(Фрагмент текста):
Через две недели флагманский самолёт Водопьянова, на борту которого находилась четвёрка папанинцев, О. Ю. Шмидт и кинооператор, вылетел с о. Рудольфа на Северный полюс. Через 6,5 часов, 21 мая он произвёл посадку на льдине в 20 км за полюсом. Экипаж с четвёркой папанинцев быстро оборудовали лагерь и, хотя и с задержкой, установили радиосвязь с о. Рудольфа. Папанин в своём дневнике писал в этот день: «Льдина вполне пригодна для организации научной станции. Тут можно сделать отличный аэродром и принять самолёты Молокова, Мазу рука и Алексеева» (Папанин, 1977. С. 26).

Остальные три самолёта АНТ-6, вылетевшие к полюсу 25 мая под общим руководством М. И. Шевелёва, не смогли точно выйти на цель – сказалось слабое приборное оснащение и несовершенство методов навигации. Только В. С. Молоков, пройдя точку полюса, повернул по нужному меридиану и вскоре обнаружил лагерь Шмидта.

А. Д. Алексееву, испытавшему затруднения, порекомендовали по радио сесть на подходящую льдину, определить координаты и затем перелететь в лагерь (илл. 50). Шевелев сообщал: «Тов. Алексеев сообщил, что во время перелёта с острова Рудольфа на Северный полюс он шёл по правильному курсу от полюса на лагерь, но решил сесть, чтобы точнее определиться во избежание излишнего расхода горючего на поиски лагеря» (Восточно-Сибирская правда, 1937, № 124).

(Задание):
Ответьте на вопросы по тексту о полёте к Северному полюсу:
1. Какого числа флагманский самолёт Водопьянова сел на льдину?
2. Под чьим общим руководством вылетели к полюсу остальные три самолёта АНТ-6?
3. Что А. Д. Алексееву порекомендовали по радио?

Записи с ограничивающими рамками:
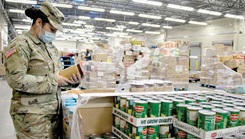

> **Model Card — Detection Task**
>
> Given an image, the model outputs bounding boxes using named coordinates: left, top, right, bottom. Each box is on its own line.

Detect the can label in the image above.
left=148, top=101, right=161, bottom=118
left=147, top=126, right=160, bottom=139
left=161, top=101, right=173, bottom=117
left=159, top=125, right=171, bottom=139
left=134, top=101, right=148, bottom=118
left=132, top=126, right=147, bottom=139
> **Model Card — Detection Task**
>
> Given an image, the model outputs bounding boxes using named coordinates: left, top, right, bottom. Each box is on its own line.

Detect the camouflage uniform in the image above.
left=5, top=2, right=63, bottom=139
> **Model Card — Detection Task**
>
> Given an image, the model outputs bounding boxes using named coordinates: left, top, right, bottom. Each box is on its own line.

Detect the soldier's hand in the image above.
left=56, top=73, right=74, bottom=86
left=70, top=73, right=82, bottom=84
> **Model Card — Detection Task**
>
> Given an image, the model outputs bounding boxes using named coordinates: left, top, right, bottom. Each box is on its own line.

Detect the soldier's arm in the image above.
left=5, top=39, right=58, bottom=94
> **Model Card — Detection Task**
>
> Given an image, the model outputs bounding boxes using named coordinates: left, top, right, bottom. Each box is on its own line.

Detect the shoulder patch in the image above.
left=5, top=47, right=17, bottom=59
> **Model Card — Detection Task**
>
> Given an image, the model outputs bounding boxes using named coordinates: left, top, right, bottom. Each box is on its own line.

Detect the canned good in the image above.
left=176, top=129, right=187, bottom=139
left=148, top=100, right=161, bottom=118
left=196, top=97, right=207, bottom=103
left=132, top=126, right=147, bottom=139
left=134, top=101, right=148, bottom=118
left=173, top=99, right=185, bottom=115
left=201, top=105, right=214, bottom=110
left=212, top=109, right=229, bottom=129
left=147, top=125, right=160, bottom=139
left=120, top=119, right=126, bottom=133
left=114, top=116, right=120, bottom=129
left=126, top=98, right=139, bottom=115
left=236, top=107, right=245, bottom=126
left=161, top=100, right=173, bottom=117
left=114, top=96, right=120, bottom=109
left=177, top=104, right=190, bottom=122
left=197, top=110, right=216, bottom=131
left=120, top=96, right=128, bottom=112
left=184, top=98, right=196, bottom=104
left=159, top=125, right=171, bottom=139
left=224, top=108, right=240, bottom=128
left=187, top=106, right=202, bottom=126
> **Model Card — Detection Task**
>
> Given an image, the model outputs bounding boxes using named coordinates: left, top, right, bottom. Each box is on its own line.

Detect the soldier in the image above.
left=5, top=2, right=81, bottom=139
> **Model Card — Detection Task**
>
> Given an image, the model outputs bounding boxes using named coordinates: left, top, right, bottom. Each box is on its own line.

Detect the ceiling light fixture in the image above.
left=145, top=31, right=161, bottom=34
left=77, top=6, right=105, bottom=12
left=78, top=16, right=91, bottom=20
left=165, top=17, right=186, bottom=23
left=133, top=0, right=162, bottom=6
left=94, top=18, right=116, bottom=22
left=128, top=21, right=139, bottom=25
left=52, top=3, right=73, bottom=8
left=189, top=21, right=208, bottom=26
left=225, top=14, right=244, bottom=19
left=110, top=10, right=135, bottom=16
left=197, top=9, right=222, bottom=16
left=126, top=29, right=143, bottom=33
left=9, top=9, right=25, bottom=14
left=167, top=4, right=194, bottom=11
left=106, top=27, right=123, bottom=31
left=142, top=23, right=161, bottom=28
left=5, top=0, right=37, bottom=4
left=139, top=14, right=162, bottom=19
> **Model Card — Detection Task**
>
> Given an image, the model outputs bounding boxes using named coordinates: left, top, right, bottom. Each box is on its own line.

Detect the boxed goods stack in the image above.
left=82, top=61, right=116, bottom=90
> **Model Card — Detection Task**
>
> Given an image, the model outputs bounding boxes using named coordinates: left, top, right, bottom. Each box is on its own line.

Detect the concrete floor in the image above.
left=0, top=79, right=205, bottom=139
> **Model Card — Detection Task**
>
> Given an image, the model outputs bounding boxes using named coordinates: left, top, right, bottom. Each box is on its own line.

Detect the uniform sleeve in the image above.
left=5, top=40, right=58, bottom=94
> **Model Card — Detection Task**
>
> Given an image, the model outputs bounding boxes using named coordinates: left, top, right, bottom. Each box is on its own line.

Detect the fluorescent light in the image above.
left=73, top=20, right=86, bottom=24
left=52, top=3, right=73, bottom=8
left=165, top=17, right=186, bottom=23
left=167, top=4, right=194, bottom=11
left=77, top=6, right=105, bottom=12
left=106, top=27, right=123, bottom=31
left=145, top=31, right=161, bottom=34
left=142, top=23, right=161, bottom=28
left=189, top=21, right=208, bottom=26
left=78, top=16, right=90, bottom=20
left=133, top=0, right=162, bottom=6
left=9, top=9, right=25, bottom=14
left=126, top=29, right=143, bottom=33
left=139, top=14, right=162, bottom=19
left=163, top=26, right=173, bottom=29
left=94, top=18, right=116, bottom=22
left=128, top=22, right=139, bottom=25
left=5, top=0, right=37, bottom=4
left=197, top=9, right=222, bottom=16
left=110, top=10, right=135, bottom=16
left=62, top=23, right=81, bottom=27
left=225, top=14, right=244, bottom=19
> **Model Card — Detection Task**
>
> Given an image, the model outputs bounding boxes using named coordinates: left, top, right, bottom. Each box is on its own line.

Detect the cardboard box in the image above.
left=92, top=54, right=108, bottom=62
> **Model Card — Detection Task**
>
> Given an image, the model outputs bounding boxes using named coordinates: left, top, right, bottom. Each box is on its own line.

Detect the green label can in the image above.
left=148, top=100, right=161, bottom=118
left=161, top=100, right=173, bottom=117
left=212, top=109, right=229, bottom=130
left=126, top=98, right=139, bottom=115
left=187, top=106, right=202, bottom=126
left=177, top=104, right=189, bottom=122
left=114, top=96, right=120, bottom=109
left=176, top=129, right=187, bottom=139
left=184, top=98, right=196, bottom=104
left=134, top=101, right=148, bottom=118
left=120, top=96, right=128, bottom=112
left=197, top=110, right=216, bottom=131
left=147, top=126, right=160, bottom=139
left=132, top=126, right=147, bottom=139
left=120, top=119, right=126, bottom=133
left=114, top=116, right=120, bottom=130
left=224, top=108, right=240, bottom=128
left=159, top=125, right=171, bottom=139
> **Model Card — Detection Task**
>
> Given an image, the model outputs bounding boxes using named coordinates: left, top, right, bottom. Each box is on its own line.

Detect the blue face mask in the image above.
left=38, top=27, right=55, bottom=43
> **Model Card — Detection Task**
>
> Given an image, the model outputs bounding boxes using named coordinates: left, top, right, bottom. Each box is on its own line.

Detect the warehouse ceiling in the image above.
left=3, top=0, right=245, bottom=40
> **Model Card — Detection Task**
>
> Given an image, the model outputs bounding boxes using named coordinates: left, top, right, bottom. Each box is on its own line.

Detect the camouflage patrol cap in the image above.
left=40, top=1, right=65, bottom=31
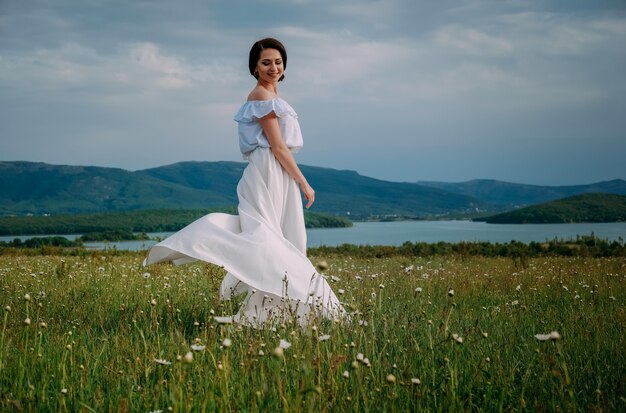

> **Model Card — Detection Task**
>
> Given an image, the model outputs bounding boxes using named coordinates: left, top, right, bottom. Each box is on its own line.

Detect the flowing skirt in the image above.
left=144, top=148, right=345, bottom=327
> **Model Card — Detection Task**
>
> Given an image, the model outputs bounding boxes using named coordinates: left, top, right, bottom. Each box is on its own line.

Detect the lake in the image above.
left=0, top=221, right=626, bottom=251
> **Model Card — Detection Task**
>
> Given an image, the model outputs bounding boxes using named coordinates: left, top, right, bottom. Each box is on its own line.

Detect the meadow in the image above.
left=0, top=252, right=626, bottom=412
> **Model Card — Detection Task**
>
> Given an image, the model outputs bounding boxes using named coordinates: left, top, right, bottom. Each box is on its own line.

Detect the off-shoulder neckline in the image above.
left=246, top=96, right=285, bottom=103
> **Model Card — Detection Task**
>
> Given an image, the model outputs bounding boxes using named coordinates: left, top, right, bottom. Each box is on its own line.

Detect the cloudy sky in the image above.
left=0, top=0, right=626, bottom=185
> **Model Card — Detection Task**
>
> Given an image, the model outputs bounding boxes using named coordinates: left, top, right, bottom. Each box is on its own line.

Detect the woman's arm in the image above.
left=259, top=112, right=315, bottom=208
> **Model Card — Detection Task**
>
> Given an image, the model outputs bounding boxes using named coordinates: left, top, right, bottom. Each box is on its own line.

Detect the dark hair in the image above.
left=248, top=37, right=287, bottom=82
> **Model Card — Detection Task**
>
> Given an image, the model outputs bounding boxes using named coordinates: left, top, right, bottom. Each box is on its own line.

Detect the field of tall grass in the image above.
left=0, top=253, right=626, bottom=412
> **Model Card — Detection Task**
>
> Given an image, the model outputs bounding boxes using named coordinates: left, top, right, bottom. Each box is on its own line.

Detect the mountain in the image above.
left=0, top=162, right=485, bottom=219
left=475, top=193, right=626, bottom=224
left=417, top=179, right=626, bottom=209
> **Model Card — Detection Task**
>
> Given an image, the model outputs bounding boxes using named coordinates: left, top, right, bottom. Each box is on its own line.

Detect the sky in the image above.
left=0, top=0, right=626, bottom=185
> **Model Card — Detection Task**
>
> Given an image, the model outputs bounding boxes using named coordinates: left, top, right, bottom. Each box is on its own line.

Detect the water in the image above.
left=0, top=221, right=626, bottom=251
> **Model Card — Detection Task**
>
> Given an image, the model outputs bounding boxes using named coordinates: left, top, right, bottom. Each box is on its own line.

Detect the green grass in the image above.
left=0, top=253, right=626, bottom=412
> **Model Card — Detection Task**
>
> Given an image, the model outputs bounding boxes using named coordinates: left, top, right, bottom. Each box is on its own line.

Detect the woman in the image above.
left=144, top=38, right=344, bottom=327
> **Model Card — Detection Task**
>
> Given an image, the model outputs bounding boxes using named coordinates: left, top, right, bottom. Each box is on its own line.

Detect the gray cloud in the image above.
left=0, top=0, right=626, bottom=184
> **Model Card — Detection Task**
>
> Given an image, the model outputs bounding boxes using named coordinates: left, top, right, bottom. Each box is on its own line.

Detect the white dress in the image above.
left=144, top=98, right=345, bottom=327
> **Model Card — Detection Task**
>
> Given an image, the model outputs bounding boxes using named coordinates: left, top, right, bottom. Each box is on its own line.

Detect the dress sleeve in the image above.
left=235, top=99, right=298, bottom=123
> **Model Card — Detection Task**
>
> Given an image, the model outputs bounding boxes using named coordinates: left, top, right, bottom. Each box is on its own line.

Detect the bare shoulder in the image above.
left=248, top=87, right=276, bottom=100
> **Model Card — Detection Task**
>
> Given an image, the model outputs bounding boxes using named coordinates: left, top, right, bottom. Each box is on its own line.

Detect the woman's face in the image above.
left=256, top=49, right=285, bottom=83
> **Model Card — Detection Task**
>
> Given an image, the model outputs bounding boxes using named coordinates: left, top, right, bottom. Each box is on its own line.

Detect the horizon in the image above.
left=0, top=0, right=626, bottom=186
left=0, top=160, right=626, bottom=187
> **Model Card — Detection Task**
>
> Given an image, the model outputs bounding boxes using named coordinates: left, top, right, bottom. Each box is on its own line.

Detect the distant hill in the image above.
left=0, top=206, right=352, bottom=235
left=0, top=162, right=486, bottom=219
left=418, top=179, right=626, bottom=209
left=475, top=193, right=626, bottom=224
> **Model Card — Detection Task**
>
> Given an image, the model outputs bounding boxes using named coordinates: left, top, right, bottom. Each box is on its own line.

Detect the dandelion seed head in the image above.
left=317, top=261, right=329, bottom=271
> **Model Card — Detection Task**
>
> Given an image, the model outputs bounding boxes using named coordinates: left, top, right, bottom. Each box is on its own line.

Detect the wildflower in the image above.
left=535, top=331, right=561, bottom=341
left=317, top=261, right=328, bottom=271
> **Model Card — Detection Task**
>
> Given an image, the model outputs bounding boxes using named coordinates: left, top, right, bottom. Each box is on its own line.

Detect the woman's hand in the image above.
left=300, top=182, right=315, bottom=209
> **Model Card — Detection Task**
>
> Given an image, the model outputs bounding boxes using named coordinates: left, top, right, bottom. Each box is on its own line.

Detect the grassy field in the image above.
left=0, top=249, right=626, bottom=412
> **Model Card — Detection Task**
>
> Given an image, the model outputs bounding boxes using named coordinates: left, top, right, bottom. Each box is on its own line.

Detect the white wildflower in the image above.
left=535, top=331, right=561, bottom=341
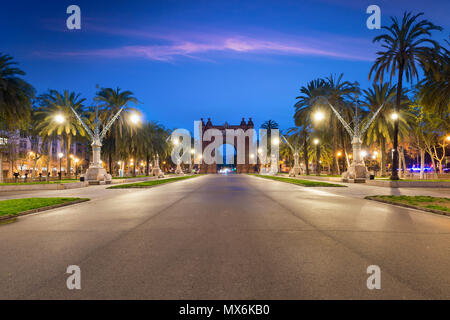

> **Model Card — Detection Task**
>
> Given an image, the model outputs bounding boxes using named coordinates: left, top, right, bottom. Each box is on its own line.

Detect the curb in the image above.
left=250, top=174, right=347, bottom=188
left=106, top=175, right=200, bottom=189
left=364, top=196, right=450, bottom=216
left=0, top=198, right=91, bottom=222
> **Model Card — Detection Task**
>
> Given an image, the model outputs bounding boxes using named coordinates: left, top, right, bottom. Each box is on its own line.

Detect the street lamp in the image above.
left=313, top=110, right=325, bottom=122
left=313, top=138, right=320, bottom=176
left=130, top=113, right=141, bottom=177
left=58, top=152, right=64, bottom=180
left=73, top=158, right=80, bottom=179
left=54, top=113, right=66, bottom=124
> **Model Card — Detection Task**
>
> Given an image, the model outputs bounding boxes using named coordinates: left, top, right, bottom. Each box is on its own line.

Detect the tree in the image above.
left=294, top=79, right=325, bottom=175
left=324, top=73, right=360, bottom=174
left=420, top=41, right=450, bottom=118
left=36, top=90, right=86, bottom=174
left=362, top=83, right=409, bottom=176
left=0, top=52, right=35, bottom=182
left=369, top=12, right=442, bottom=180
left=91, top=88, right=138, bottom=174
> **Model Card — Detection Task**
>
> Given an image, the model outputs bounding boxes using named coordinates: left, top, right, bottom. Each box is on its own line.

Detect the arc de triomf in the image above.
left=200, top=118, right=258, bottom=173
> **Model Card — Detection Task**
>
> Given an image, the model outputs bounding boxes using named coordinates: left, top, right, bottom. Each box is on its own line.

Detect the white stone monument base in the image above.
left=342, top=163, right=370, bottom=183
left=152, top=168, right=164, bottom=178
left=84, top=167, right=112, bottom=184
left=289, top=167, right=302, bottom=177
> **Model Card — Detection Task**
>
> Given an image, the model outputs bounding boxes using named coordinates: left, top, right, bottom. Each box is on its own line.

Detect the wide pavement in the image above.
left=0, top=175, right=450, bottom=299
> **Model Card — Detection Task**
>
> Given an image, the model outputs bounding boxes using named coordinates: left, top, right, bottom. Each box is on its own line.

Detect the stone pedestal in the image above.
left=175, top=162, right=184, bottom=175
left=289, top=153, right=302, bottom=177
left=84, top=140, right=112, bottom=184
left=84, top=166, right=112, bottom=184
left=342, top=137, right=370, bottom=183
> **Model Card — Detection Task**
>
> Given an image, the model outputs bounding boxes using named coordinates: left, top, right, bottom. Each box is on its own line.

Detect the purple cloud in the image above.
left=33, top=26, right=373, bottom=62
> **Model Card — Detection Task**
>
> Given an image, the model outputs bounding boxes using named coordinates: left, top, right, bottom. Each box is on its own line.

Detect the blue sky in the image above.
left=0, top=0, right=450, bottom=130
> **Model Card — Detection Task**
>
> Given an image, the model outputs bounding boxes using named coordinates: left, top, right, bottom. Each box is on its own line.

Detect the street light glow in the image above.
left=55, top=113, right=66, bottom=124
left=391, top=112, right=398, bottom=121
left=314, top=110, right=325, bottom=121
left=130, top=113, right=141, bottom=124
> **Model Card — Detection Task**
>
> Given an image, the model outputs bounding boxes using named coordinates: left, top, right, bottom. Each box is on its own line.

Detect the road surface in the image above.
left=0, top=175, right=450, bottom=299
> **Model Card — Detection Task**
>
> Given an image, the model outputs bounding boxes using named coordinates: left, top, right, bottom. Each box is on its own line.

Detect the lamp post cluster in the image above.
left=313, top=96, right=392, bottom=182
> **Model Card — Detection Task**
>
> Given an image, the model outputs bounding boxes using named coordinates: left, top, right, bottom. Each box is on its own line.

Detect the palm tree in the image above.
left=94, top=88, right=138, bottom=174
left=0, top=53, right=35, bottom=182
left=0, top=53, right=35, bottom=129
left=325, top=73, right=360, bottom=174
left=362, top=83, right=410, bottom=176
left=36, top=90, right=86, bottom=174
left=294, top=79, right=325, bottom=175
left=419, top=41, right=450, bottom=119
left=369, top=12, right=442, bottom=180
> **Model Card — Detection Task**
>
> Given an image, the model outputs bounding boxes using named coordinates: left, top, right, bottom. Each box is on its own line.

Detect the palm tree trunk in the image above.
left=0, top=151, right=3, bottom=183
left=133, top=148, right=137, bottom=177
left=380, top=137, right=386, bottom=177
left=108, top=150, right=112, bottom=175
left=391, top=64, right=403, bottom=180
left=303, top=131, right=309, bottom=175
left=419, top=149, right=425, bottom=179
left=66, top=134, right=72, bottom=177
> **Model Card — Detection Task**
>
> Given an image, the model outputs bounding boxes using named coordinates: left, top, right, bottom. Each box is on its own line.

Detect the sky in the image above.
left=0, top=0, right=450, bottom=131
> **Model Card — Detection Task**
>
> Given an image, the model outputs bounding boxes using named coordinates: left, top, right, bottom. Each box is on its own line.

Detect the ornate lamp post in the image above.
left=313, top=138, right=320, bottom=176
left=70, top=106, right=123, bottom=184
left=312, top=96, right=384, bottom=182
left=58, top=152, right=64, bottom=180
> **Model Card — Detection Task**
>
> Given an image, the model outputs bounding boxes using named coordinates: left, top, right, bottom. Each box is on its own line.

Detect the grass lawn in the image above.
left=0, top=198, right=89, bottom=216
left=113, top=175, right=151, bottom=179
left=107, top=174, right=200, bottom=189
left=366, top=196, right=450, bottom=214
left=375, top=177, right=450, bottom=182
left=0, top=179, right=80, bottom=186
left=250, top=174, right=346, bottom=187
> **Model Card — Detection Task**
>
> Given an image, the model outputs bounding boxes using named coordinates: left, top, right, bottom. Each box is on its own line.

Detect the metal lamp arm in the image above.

(Ответ):
1. 21 мая.
2. Под руководством М. И. Шевелёва.
3. Сесть на подходящую льдину, определить координаты и затем перелететь в лагерь.